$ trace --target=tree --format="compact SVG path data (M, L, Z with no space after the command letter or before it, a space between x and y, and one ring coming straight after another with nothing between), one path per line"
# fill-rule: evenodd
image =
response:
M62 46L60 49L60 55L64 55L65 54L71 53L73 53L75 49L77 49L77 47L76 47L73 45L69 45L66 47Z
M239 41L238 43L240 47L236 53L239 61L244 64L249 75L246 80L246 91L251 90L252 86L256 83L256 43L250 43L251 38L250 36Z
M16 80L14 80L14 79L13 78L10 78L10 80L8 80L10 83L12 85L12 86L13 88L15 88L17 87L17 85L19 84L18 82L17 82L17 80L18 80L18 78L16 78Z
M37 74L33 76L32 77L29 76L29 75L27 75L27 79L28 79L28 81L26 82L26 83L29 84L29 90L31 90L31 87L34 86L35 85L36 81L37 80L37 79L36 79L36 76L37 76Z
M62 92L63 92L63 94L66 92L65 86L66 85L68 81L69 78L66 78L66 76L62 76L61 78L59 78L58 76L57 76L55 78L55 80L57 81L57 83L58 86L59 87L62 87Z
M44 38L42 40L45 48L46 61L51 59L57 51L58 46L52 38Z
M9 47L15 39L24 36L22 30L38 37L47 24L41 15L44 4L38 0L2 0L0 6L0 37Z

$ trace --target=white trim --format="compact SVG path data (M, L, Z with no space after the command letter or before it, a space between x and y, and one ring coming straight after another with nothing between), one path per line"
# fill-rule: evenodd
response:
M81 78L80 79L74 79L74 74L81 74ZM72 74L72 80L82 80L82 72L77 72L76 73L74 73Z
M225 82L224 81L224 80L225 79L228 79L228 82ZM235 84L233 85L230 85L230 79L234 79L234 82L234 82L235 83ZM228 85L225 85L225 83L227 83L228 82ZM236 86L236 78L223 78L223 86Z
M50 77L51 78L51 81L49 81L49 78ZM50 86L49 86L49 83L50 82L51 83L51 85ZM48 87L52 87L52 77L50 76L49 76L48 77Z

============

- Problem to work on:
Turn every one of the rows above into a numbered list, dropping any blank lines.

- Solved exercise:
1. $ trace --target=tree --format="compact SVG path data (M, L, Z with no space after the command letter or before it, a space between x and y, and one ring coming straight after another with nothing between), one path per line"
2. # fill-rule: evenodd
3. image =
4. response:
5. M62 46L60 49L60 55L64 55L65 54L71 53L73 53L75 49L77 49L77 47L76 47L73 45L69 45L66 47Z
6. M239 41L238 43L240 47L236 53L239 61L244 64L249 75L246 80L246 91L251 90L252 86L256 83L256 43L250 43L251 38L250 36Z
7. M16 80L14 80L14 79L13 78L10 78L10 80L8 80L10 83L12 85L12 86L13 88L15 88L17 87L17 85L19 84L18 82L17 82L17 80L18 80L18 78L16 78Z
8. M37 74L33 76L32 77L29 76L29 75L27 75L27 79L28 79L28 81L26 82L26 83L29 84L29 90L31 90L31 87L34 86L35 85L36 81L37 80L37 79L36 79L36 76L37 76Z
9. M62 92L63 92L63 94L66 92L65 86L66 85L68 81L69 78L66 78L66 76L62 76L61 78L59 78L58 76L57 76L55 78L55 80L57 81L57 83L58 86L59 87L62 87Z
10. M44 38L42 40L45 48L46 61L51 59L57 51L58 46L52 38Z
11. M9 47L15 39L24 36L22 30L38 37L47 24L41 15L44 4L38 0L2 0L0 6L0 37Z
12. $ trace --target=white trim --format="compact SVG path data (M, L, Z with no space after the command letter or before it, a space between x and y, and one ring coming straight after another with nothing between), one path per line"
13. # fill-rule: evenodd
14. response:
15. M81 78L80 79L74 79L74 74L81 74ZM72 74L72 80L82 80L82 72L77 72L76 73L74 73Z
16. M225 82L224 81L224 80L225 79L228 79L228 82ZM235 84L233 85L230 85L230 79L234 79L234 82L234 82L235 83ZM228 85L225 85L225 83L227 83L228 82ZM236 86L236 78L223 78L223 86Z
17. M50 77L51 78L51 81L49 81L49 78ZM50 86L49 86L49 83L50 82L51 83L51 85ZM48 87L52 87L52 77L50 76L49 76L48 77Z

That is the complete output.